> _Text segment_
**********

The coronavirus is spreading around the globe, and many investors have reacted by dumping stocks and diving into safe havens such as bonds and gold. Some observers say algorithm-based trading among hedge funds has helped fuel the rout, and it remains to be seen whether longer-term investors will hold the line if coronavirus disease 2019, or COVID-19, turns into a raging global pandemic.

Meanwhile, not all equity assets have been hit during the recent sell-off. A look at the best performing exchange-traded funds during the past month as COVID-19—and the concerns about it—have slowly gained momentum reveals a surprise or two regarding which sectors have done well during this period.

One aspect that’s not surprising is that the best performing exchange-traded products all are either levered and/or inverse vehicles making bearish bets against the broader market or specific sectors, or are linked in one way or another to the VIX, formally known as the Cboe Volatility Index.

For example, the top two performing ETPs during the past month have been the Direxion Daily Natural Gas Related Bear 3x Shares (GASX), which seeks a return that’s minus-300% of its benchmark index for a single day; and the VelocityShares Daily 2x Short Term ETN (TVIX), which tracks either the S&P 500 VIX Short-Term Futures Index or S&P 500 VIX Mid-Term Futures Index and employs 200% leverage on the volatility moves. GASX has zoomed 72.5% and TVIX has jumped 70.8% during the past 30 days.

**********

> _Provided data_
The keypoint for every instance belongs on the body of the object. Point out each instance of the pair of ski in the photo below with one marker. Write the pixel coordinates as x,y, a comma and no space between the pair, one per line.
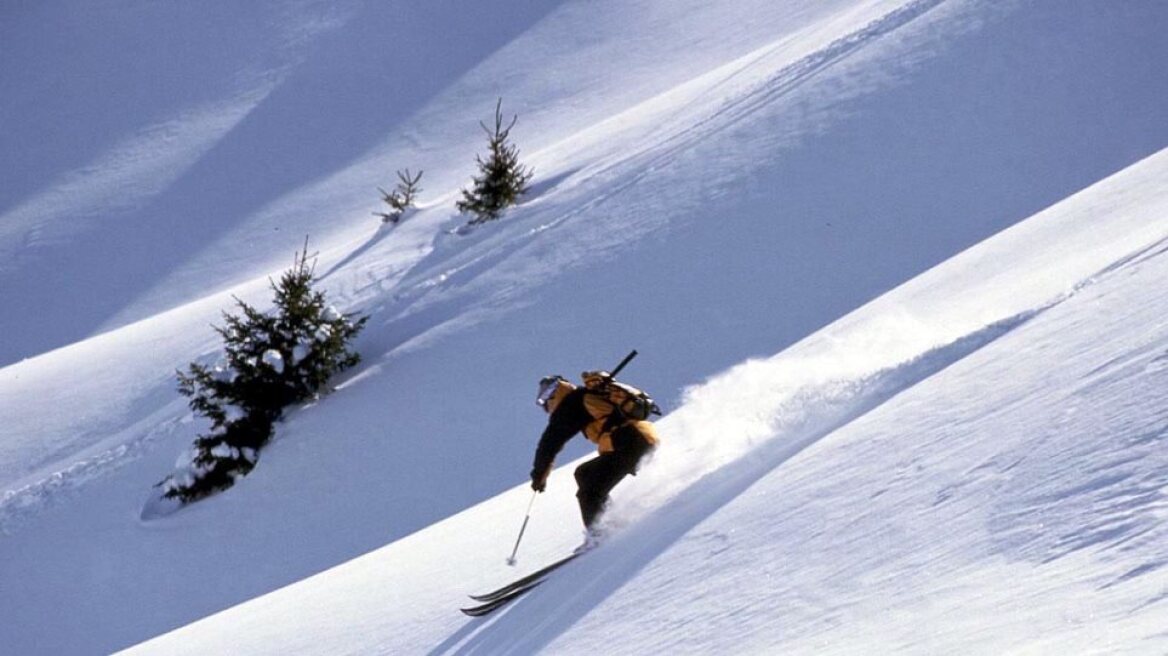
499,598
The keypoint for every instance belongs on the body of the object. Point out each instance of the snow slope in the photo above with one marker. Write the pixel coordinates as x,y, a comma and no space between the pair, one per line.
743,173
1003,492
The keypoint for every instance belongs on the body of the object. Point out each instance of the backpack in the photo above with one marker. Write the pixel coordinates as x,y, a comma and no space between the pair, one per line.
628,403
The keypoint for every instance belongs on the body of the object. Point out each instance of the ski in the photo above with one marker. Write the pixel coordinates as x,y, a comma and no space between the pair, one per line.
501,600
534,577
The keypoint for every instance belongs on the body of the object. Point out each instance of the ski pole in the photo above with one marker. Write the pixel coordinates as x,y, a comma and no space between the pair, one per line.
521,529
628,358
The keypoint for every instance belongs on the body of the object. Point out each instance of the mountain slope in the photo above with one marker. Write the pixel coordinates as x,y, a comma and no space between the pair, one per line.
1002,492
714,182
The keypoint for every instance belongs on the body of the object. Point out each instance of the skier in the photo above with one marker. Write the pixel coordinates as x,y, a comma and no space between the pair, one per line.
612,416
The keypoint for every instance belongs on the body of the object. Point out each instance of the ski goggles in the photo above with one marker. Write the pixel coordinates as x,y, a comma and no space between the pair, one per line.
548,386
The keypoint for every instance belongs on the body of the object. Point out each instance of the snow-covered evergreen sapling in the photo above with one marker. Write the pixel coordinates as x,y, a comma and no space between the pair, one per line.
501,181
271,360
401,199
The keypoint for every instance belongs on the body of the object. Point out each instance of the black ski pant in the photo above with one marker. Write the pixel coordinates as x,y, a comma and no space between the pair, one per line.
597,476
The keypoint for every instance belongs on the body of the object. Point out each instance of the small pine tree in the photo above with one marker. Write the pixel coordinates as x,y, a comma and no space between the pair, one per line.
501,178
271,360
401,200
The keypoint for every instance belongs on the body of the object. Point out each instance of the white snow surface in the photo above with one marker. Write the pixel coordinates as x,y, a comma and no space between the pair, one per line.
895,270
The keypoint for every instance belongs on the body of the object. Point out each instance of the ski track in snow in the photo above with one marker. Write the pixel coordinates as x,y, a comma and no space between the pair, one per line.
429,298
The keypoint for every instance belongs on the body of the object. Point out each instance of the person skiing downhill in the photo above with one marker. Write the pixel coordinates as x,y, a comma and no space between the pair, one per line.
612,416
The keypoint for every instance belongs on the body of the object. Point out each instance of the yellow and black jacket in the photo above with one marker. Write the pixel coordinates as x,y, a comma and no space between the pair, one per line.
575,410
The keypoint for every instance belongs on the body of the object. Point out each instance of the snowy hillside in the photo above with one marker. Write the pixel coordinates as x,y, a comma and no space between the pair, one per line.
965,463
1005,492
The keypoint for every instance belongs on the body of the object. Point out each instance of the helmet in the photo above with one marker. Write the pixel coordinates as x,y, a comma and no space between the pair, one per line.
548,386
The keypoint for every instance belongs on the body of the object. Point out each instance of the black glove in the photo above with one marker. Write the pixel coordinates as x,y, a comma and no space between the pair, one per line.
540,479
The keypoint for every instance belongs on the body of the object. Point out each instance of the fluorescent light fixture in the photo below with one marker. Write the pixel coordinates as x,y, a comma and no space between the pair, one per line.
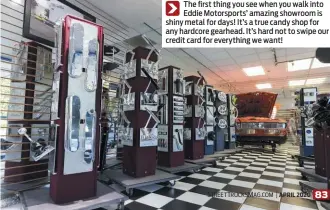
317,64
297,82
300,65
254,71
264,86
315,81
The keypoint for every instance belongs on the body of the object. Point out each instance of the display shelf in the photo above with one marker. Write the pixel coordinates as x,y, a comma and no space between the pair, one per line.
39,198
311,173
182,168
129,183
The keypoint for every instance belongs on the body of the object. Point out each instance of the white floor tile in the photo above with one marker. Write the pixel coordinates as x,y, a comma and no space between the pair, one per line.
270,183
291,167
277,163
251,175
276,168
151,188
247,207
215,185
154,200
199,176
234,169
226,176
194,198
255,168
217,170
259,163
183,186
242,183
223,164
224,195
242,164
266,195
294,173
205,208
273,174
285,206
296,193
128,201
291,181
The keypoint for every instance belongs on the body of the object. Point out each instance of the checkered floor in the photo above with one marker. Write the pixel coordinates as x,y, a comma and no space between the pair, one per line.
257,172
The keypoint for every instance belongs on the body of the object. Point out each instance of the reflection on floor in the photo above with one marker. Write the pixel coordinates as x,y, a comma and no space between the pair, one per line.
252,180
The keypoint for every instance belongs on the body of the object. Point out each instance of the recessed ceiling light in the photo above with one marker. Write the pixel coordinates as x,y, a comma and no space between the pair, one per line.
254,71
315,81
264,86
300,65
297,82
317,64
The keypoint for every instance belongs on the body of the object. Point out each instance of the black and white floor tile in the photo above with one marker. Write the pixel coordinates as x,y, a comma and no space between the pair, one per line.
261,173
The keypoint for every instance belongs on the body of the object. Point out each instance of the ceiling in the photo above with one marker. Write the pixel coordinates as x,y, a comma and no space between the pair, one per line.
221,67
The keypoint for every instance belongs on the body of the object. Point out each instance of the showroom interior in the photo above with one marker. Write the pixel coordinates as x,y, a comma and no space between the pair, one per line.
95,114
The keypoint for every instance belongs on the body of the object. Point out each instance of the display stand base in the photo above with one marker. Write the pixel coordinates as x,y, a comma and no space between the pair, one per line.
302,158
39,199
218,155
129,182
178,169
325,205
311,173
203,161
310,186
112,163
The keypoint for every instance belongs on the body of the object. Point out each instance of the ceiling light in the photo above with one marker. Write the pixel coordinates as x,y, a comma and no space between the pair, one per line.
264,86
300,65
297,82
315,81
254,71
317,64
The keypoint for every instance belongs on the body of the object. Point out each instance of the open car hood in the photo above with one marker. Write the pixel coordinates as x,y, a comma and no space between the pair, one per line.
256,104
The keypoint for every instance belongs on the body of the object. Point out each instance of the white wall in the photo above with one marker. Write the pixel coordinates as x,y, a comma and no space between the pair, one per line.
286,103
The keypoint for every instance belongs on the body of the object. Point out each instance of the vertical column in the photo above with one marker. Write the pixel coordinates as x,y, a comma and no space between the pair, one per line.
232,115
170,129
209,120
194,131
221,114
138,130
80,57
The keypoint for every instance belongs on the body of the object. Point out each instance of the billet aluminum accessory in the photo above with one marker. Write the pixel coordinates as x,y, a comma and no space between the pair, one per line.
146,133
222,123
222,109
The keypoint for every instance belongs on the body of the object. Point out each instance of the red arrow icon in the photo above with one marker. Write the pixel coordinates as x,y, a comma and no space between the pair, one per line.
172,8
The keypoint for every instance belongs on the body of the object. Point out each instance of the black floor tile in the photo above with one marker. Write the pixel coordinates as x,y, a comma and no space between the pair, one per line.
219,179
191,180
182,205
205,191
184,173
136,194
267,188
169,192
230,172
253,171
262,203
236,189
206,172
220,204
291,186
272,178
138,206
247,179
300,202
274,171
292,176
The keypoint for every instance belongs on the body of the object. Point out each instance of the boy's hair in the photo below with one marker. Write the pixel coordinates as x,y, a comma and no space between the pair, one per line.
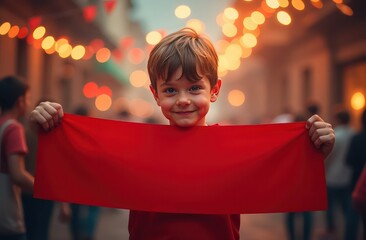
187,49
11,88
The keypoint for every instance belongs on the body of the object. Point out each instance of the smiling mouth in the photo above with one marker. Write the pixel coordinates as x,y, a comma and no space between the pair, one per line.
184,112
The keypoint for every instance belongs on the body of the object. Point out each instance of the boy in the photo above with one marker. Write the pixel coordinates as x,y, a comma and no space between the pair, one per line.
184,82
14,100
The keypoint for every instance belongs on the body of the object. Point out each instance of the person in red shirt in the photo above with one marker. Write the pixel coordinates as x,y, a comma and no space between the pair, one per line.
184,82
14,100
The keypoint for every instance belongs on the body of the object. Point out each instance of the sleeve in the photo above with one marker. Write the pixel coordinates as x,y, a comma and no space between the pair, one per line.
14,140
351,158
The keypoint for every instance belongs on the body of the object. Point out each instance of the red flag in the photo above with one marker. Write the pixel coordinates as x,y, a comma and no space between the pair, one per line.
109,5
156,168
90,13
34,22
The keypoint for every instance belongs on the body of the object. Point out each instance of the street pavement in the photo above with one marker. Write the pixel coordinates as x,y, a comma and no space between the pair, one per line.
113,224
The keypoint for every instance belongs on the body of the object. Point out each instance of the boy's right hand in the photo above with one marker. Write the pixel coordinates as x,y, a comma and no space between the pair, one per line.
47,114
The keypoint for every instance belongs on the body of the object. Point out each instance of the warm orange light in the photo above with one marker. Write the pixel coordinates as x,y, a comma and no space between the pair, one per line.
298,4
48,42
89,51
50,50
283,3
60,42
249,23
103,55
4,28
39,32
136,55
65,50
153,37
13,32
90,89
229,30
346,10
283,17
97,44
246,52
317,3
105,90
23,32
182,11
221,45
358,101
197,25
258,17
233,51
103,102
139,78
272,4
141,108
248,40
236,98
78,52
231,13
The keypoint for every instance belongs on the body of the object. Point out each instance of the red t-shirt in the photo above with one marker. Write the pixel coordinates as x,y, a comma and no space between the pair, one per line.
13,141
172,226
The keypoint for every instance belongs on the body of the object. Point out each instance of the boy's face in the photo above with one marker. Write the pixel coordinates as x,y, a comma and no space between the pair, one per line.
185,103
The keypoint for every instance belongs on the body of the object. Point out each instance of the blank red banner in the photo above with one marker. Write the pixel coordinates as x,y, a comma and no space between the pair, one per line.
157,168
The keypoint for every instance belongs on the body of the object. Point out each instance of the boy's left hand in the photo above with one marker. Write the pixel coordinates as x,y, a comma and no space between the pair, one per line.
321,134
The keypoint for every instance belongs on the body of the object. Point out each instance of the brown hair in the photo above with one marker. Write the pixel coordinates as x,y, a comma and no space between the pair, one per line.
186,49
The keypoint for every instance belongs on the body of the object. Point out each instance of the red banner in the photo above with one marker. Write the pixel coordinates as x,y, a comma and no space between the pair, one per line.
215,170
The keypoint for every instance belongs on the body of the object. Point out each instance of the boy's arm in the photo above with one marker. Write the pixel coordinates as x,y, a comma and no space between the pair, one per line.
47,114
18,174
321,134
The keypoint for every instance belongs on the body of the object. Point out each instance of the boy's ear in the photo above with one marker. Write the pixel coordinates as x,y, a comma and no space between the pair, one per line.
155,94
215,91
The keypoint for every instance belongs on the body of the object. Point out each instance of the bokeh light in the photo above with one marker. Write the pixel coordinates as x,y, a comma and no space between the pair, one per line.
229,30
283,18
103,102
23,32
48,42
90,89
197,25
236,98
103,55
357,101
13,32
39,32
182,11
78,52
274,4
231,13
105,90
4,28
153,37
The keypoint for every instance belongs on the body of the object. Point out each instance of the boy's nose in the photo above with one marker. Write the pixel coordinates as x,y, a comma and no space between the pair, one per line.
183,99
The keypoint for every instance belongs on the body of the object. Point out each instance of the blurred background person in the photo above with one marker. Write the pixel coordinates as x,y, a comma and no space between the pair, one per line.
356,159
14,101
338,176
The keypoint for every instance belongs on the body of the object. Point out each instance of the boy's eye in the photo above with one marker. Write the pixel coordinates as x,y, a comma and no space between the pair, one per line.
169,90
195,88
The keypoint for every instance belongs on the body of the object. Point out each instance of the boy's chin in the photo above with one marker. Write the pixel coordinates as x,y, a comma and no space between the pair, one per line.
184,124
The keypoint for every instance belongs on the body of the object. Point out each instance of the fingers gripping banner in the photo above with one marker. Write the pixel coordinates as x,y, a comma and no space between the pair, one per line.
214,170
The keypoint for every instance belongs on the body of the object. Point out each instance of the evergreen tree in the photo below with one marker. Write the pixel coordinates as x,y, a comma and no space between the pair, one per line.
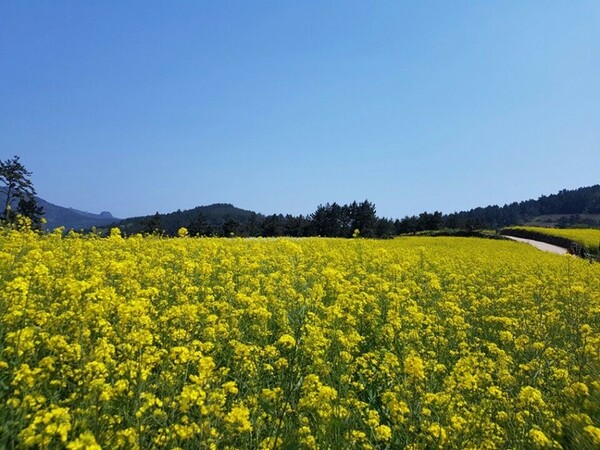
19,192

**********

> _Set of tasks_
A) In the text on the coronavirus market sell-off, what is the VIX formally known as?
B) Output the passage of the coronavirus market text from "The coronavirus is" up to and including "during this period.".

> _Activity answers_
A) The Cboe Volatility Index.

B)
The coronavirus is spreading around the globe, and many investors have reacted by dumping stocks and diving into safe havens such as bonds and gold. Some observers say algorithm-based trading among hedge funds has helped fuel the rout, and it remains to be seen whether longer-term investors will hold the line if coronavirus disease 2019, or COVID-19, turns into a raging global pandemic.

Meanwhile, not all equity assets have been hit during the recent sell-off. A look at the best performing exchange-traded funds during the past month as COVID-19—and the concerns about it—have slowly gained momentum reveals a surprise or two regarding which sectors have done well during this period.